* _Material to process_

⟨

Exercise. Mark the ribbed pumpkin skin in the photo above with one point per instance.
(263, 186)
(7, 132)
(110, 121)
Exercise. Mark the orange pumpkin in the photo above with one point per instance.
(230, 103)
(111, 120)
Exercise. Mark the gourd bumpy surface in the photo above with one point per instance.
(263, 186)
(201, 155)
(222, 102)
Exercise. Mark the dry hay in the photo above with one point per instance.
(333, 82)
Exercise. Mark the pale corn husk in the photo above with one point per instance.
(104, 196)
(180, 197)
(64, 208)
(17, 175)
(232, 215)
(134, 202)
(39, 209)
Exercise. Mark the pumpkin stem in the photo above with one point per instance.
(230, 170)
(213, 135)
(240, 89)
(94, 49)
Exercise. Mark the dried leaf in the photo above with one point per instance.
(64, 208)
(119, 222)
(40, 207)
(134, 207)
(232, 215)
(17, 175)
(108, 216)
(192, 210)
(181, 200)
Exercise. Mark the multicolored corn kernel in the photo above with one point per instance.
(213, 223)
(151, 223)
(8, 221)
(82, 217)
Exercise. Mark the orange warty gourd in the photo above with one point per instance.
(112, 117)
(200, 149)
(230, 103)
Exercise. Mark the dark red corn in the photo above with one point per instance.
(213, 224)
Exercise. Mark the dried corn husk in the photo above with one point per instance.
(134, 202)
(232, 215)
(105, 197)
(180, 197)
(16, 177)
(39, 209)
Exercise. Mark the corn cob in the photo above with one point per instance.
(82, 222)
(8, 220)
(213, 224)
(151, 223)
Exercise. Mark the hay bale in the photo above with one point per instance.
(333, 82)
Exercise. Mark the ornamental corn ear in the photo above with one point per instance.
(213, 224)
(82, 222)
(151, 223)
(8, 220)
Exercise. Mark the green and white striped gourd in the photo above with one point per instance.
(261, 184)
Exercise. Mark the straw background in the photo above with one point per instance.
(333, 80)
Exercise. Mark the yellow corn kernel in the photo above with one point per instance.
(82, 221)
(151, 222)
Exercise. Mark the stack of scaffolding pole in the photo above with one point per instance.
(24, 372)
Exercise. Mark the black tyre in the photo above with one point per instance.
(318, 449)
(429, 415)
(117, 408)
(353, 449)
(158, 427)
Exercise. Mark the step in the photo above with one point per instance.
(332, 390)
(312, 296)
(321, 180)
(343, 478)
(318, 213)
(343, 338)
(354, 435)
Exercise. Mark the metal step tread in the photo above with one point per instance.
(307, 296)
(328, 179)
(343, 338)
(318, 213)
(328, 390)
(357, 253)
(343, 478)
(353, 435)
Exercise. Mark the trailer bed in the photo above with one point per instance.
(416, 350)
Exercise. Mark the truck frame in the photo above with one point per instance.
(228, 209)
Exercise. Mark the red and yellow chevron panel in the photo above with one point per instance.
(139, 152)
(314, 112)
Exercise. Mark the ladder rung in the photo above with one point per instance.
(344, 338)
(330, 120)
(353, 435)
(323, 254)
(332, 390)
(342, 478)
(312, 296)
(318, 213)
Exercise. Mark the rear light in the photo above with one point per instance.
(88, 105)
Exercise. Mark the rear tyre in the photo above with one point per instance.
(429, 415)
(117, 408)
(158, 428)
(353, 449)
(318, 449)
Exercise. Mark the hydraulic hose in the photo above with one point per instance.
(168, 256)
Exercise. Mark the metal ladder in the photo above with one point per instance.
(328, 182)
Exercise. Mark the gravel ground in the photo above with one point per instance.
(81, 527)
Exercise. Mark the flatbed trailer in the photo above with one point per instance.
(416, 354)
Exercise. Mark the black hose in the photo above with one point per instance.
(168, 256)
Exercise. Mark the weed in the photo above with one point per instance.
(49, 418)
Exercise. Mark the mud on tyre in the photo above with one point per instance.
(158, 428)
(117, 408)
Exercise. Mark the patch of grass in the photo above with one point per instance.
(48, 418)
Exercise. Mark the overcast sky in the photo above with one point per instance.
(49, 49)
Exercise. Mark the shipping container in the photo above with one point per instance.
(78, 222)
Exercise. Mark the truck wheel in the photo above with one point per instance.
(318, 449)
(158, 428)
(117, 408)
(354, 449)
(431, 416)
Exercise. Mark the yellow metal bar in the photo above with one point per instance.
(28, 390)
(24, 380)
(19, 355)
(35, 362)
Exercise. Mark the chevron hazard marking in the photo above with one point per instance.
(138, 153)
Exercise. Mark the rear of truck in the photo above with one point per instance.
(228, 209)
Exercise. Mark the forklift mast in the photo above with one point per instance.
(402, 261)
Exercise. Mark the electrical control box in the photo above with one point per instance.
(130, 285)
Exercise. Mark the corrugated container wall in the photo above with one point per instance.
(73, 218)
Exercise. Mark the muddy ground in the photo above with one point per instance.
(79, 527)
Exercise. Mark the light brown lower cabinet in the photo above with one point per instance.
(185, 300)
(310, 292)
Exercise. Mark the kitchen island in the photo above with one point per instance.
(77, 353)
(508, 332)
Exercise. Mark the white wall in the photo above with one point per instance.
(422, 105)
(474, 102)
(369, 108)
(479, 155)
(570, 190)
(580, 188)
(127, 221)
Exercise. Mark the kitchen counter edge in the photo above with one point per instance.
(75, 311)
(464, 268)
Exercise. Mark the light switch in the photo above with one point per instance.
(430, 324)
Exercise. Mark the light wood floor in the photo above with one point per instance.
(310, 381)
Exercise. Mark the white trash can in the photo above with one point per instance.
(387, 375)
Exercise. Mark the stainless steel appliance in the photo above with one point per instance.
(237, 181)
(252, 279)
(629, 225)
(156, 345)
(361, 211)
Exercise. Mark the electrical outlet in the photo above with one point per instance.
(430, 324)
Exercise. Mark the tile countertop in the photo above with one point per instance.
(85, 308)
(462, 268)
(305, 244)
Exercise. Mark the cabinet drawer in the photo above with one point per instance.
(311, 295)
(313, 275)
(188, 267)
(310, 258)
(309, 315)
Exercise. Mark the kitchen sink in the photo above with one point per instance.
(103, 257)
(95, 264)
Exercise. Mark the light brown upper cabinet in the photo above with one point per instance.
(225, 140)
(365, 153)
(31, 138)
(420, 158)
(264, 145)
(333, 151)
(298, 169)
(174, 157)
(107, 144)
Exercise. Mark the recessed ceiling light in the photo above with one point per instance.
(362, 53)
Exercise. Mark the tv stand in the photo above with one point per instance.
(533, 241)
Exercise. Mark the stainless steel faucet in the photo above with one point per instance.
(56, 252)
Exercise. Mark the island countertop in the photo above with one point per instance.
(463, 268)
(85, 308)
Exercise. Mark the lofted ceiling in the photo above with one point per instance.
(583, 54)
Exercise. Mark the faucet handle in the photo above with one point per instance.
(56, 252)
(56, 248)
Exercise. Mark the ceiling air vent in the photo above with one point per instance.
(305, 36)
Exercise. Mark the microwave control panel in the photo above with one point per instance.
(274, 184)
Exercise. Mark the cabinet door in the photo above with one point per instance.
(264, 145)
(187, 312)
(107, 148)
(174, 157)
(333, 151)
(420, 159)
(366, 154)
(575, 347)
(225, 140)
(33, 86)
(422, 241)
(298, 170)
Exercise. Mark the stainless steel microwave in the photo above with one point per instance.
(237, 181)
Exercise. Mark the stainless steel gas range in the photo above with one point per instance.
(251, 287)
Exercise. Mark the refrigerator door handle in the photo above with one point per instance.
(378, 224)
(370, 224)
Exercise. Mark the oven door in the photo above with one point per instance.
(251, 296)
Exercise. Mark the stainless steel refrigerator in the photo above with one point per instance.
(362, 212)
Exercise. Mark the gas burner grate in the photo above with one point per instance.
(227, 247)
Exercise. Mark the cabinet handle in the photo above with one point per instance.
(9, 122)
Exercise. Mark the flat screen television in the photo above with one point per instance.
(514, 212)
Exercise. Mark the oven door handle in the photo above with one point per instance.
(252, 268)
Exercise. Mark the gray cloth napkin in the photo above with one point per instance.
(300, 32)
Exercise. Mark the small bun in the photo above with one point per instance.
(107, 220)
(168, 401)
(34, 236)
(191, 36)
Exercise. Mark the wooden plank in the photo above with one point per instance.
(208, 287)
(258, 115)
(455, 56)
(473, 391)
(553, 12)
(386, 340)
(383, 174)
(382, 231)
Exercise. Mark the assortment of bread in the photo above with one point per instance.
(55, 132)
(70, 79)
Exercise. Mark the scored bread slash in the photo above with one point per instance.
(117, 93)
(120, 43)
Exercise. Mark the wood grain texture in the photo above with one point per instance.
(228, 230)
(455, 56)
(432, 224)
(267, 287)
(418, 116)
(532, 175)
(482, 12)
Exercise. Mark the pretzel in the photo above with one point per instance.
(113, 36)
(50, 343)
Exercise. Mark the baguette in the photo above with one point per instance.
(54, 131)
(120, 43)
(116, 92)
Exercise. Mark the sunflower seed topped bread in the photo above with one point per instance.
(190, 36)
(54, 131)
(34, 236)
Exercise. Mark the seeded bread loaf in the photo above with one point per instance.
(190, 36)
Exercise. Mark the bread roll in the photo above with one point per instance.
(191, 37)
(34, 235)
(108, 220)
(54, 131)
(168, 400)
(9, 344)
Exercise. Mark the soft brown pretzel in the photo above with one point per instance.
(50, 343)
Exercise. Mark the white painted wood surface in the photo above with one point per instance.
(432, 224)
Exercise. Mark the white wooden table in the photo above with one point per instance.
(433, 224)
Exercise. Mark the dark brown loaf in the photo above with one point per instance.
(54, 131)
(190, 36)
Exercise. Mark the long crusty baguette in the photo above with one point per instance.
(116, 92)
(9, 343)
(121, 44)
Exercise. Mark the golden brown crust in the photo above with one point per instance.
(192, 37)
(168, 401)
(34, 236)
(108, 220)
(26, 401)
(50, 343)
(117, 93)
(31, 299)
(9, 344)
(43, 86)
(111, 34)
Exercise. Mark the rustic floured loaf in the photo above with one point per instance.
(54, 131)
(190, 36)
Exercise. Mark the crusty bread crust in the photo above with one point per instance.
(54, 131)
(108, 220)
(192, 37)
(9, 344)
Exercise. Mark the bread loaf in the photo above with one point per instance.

⟩

* _What this task involves_
Give back exactly the lines beginning at the one with "Exercise. Mark the sunflower" and ending at the final line of the material; both boundary lines belong in it.

* _Result_
Exercise. Mark the sunflower seed topped bread in the photo above with one point per instance.
(190, 36)
(54, 131)
(34, 236)
Exercise. Mark the seeded bread loaf in the photo above with one point per instance.
(190, 36)
Exercise. Mark the bread roll in the photo above with one point per instance.
(191, 37)
(34, 235)
(108, 220)
(54, 131)
(168, 400)
(9, 344)
Exercise. Mark the soft brown pretzel in the photo above with one point per instance.
(50, 343)
Exercise. Mark the white painted wood surface in the photo above with one point per instance.
(432, 224)
Exercise. Mark the white wooden table in the photo above with one point per instance.
(433, 224)
Exercise. Mark the dark brown loaf in the photo above with one point per instance.
(54, 131)
(190, 36)
Exercise. Mark the long crusty baguette in the photo above with one point per instance.
(116, 92)
(9, 343)
(121, 44)
Exercise. Mark the golden brown crust in the photo above with one point per instance.
(192, 37)
(168, 401)
(34, 236)
(108, 220)
(26, 401)
(50, 343)
(117, 93)
(31, 299)
(9, 344)
(43, 86)
(111, 34)
Exercise. Mark the rustic floured loaf in the photo above with one point per instance.
(54, 131)
(190, 36)
Exercise. Mark the crusty bread crust in the photo above with one point per instance.
(54, 131)
(108, 220)
(192, 37)
(9, 344)
Exercise. Mark the bread loaf in the photo above with one point per instance.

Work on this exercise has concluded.